__TRY IT__:
From top to bottom, return the records that follow exactly.

** DATA TO PROCESS follows **

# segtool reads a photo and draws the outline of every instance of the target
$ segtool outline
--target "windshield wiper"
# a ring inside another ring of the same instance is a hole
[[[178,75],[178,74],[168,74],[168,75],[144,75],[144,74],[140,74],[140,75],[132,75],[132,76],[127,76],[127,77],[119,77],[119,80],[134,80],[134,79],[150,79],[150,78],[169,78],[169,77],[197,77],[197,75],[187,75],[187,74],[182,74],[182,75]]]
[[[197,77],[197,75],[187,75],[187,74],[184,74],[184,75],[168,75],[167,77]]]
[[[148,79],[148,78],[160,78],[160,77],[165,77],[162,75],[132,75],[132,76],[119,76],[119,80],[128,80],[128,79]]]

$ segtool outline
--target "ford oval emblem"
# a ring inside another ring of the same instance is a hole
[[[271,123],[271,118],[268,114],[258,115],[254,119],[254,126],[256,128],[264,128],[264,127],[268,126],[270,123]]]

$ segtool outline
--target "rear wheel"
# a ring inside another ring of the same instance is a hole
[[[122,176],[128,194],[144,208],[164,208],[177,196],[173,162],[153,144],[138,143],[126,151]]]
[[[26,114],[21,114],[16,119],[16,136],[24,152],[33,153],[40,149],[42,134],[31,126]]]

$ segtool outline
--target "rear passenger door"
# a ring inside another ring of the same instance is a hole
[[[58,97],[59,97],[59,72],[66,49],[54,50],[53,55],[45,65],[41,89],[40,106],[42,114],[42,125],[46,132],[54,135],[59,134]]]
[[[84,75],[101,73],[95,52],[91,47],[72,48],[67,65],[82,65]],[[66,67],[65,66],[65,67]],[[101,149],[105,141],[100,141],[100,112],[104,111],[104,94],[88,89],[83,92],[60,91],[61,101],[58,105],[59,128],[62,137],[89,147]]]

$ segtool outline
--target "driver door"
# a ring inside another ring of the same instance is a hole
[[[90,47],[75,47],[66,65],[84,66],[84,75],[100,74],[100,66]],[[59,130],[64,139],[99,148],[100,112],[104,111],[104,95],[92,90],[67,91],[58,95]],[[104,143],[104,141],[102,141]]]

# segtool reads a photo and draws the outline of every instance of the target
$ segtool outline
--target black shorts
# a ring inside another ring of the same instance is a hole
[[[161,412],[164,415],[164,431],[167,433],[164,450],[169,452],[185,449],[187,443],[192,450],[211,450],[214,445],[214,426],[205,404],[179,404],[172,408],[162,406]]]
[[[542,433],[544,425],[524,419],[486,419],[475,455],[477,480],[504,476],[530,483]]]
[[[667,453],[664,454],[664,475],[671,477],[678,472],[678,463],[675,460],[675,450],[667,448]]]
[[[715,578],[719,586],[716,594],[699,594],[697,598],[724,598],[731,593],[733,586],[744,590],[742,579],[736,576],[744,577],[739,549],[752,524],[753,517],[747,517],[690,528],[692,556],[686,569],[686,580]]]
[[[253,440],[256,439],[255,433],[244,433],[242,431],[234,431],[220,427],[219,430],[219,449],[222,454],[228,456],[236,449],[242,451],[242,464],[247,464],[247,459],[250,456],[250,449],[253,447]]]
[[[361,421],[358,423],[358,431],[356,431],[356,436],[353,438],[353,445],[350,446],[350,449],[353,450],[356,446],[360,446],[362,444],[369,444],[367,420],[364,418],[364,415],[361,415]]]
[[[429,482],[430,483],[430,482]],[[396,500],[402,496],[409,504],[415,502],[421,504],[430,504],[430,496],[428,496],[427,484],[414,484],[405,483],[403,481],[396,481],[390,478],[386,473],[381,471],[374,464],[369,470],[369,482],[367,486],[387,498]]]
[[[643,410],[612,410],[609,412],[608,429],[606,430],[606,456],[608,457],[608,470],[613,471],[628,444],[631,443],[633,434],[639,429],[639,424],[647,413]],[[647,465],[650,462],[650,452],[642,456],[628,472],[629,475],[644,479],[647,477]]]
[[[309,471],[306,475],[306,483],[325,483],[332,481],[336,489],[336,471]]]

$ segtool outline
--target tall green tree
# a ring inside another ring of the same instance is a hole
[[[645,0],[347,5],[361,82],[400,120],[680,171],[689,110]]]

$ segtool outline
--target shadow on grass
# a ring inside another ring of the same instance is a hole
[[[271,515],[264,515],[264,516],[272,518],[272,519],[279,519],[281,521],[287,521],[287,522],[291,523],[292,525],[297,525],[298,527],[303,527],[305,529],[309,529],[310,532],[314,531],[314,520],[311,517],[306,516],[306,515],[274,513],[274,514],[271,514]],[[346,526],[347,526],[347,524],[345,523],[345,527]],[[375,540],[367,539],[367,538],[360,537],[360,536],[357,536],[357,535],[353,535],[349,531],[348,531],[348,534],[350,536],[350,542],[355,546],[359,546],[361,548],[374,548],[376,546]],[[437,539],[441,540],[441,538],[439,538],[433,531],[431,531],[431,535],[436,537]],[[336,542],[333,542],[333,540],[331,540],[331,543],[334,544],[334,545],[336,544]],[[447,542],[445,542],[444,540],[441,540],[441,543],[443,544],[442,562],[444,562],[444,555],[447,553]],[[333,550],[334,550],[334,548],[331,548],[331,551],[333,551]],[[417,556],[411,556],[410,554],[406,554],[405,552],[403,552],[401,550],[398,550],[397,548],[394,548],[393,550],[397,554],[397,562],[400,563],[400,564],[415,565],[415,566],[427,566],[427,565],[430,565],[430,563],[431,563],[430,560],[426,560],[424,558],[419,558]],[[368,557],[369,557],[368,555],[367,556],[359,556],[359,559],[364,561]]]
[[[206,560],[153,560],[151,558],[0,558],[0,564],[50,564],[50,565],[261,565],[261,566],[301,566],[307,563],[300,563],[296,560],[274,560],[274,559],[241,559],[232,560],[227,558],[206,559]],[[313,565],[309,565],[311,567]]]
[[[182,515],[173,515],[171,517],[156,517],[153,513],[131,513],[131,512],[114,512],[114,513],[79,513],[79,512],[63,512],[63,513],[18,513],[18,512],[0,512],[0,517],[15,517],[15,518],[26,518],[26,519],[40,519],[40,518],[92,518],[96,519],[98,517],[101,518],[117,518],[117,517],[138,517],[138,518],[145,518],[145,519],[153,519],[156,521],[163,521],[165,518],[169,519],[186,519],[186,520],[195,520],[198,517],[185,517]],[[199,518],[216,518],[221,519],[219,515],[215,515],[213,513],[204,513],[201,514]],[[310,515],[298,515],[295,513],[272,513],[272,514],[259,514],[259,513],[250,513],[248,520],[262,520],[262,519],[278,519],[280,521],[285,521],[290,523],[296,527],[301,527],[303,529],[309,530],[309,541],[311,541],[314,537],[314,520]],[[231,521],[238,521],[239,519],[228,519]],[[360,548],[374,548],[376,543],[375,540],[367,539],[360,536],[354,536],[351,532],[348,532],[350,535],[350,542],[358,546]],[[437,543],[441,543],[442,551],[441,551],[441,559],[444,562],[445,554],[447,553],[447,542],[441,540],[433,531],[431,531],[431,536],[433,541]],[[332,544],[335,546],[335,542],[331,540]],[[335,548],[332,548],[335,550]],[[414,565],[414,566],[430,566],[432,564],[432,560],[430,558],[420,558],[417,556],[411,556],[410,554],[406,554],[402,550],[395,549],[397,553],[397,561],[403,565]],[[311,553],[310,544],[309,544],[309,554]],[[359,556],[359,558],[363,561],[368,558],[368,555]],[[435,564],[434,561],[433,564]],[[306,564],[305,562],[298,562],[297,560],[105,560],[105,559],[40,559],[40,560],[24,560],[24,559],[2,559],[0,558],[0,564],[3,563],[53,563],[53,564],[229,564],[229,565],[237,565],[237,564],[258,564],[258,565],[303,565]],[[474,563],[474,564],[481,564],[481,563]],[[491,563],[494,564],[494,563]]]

** End of DATA TO PROCESS **

__EXERCISE SOLUTION__:
# segtool reads a photo and draws the outline of every instance of the target
$ segtool outline
--target "windshield wiper"
# a ring inside another ring of the same instance is a hole
[[[178,75],[178,74],[168,74],[168,75],[144,75],[144,74],[140,74],[140,75],[132,75],[132,76],[127,76],[127,77],[119,77],[119,80],[134,80],[134,79],[150,79],[150,78],[169,78],[169,77],[197,77],[197,75],[187,75],[187,74],[182,74],[182,75]]]
[[[197,77],[197,75],[187,75],[187,74],[184,74],[184,75],[168,75],[167,77]]]
[[[148,79],[148,78],[160,78],[160,77],[165,77],[162,75],[132,75],[132,76],[119,76],[119,80],[128,80],[128,79]]]

$ segtool outline
--target "ford oval emblem"
# a ring inside another ring of the same instance is a hole
[[[271,123],[271,118],[268,114],[258,115],[254,119],[254,126],[256,128],[264,128],[264,127],[268,126],[270,123]]]

$ segtool outline
--target "rear wheel"
# a ring inside another ring of the same instance is a hole
[[[122,176],[128,194],[144,208],[164,208],[177,196],[173,162],[153,144],[138,143],[126,151]]]
[[[26,114],[21,114],[16,119],[16,136],[24,152],[33,153],[40,149],[42,134],[31,126]]]

$ segtool outline
--target "rear passenger door"
# a ring inside another ring of the same instance is a hole
[[[58,97],[59,97],[59,72],[66,49],[54,50],[53,55],[45,65],[41,89],[40,106],[42,114],[42,125],[46,132],[54,135],[59,134]]]
[[[84,75],[101,73],[95,52],[91,47],[72,48],[67,65],[82,65]],[[66,67],[65,66],[65,67]],[[101,149],[105,141],[100,141],[100,112],[104,111],[104,94],[88,89],[83,92],[60,91],[61,101],[58,105],[59,128],[62,137],[89,147]]]

$ segtool outline
--target "driver door"
# a ring inside another ring of the same instance is a hole
[[[90,47],[75,47],[66,65],[84,66],[84,75],[100,74],[100,66]],[[59,130],[64,139],[99,148],[100,112],[104,111],[104,95],[92,90],[67,91],[58,95]],[[104,143],[104,141],[102,141]]]

# segtool reads a photo and draws the outline of every instance of the target
$ segtool outline
--target black shorts
# a ring inside another ring of the same instance is a hole
[[[161,412],[164,415],[164,431],[167,433],[164,450],[169,452],[185,449],[187,443],[192,450],[211,450],[214,445],[214,426],[205,404],[179,404],[172,408],[162,406]]]
[[[542,433],[544,425],[524,419],[486,419],[475,455],[477,480],[504,476],[530,483]]]
[[[667,453],[664,454],[664,475],[671,477],[678,472],[678,463],[675,460],[675,450],[667,448]]]
[[[715,578],[719,586],[716,594],[699,594],[697,598],[724,598],[731,593],[733,586],[744,590],[742,579],[736,576],[744,577],[739,549],[752,524],[753,517],[747,517],[690,528],[692,556],[686,569],[686,580]]]
[[[253,440],[256,439],[255,433],[244,433],[242,431],[234,431],[220,427],[219,430],[219,449],[222,454],[228,456],[236,449],[242,451],[242,464],[247,464],[247,459],[250,456],[250,449],[253,447]]]
[[[361,421],[358,423],[358,431],[356,431],[356,436],[353,438],[353,445],[350,446],[350,449],[353,450],[356,446],[360,446],[362,444],[369,444],[367,420],[364,418],[364,415],[361,415]]]
[[[429,482],[430,483],[430,482]],[[396,500],[402,496],[409,504],[415,502],[421,504],[430,504],[430,496],[428,496],[427,484],[414,484],[405,483],[403,481],[396,481],[390,478],[386,473],[381,471],[374,464],[369,470],[369,482],[367,486],[387,498]]]
[[[643,410],[612,410],[609,412],[608,429],[606,430],[606,456],[608,457],[608,470],[613,471],[628,444],[631,443],[633,434],[639,429],[639,424],[647,413]],[[647,465],[650,462],[650,452],[642,456],[628,472],[629,475],[644,479],[647,477]]]
[[[309,471],[306,475],[306,483],[325,483],[332,481],[336,489],[336,471]]]

$ segtool outline
--target tall green tree
# a ring inside another ring of the same instance is a hole
[[[645,0],[347,5],[361,82],[400,120],[680,171],[689,110]]]

$ segtool outline
--target shadow on grass
# a ring inside another ring of the same instance is a hole
[[[271,515],[264,515],[264,516],[272,518],[272,519],[279,519],[281,521],[287,521],[287,522],[291,523],[292,525],[297,525],[298,527],[303,527],[305,529],[309,529],[310,532],[314,531],[314,520],[311,517],[306,516],[306,515],[274,513],[274,514],[271,514]],[[346,526],[347,526],[347,524],[345,523],[345,527]],[[375,540],[367,539],[367,538],[360,537],[360,536],[357,536],[357,535],[353,535],[349,531],[348,531],[348,534],[350,536],[350,542],[355,546],[359,546],[361,548],[374,548],[376,546]],[[437,539],[441,540],[441,538],[439,538],[433,531],[431,531],[431,535],[436,537]],[[336,542],[333,542],[333,540],[331,540],[331,543],[334,544],[334,545],[336,544]],[[447,542],[445,542],[444,540],[441,540],[441,543],[443,544],[442,562],[444,562],[444,555],[447,553]],[[333,550],[334,550],[334,548],[331,548],[331,551],[333,551]],[[417,556],[411,556],[410,554],[406,554],[405,552],[403,552],[401,550],[398,550],[397,548],[394,548],[393,550],[397,554],[397,562],[400,563],[400,564],[415,565],[415,566],[427,566],[427,565],[430,565],[430,563],[431,563],[430,560],[426,560],[424,558],[419,558]],[[368,557],[369,557],[368,555],[367,556],[359,556],[359,559],[364,561]]]
[[[206,560],[153,560],[151,558],[0,558],[0,564],[50,564],[50,565],[261,565],[261,566],[301,566],[307,563],[300,563],[296,560],[274,560],[274,559],[241,559],[232,560],[227,558],[206,559]],[[313,565],[309,565],[311,567]]]
[[[182,515],[173,515],[171,517],[156,517],[153,513],[131,513],[131,512],[114,512],[114,513],[79,513],[79,512],[63,512],[63,513],[18,513],[18,512],[0,512],[0,517],[15,517],[15,518],[26,518],[26,519],[40,519],[40,518],[92,518],[96,519],[98,517],[101,518],[117,518],[117,517],[138,517],[138,518],[145,518],[145,519],[153,519],[156,521],[163,521],[165,518],[169,519],[186,519],[186,520],[195,520],[198,517],[185,517]],[[199,518],[216,518],[221,519],[219,515],[215,515],[213,513],[204,513],[201,514]],[[310,515],[298,515],[295,513],[272,513],[272,514],[259,514],[259,513],[250,513],[248,520],[262,520],[262,519],[278,519],[280,521],[285,521],[290,523],[296,527],[301,527],[303,529],[309,530],[309,541],[311,541],[314,537],[314,520]],[[231,521],[238,521],[239,519],[228,519]],[[360,548],[374,548],[376,543],[375,540],[367,539],[360,536],[354,536],[351,532],[348,532],[350,535],[350,542],[358,546]],[[437,543],[441,543],[442,551],[441,551],[441,559],[444,562],[445,554],[447,553],[447,542],[441,540],[433,531],[431,531],[431,536],[433,541]],[[332,544],[335,546],[335,542],[331,540]],[[335,548],[332,548],[335,550]],[[414,565],[414,566],[430,566],[432,564],[432,560],[430,558],[420,558],[417,556],[411,556],[410,554],[406,554],[402,550],[395,549],[397,553],[397,561],[403,565]],[[311,553],[310,544],[309,544],[309,554]],[[359,556],[359,558],[363,561],[368,558],[368,555]],[[435,564],[434,561],[433,564]],[[306,564],[305,562],[298,562],[297,560],[105,560],[105,559],[40,559],[40,560],[24,560],[24,559],[2,559],[0,558],[0,564],[3,563],[53,563],[53,564],[229,564],[229,565],[237,565],[237,564],[258,564],[258,565],[303,565]],[[474,563],[474,564],[481,564],[481,563]],[[491,563],[494,564],[494,563]]]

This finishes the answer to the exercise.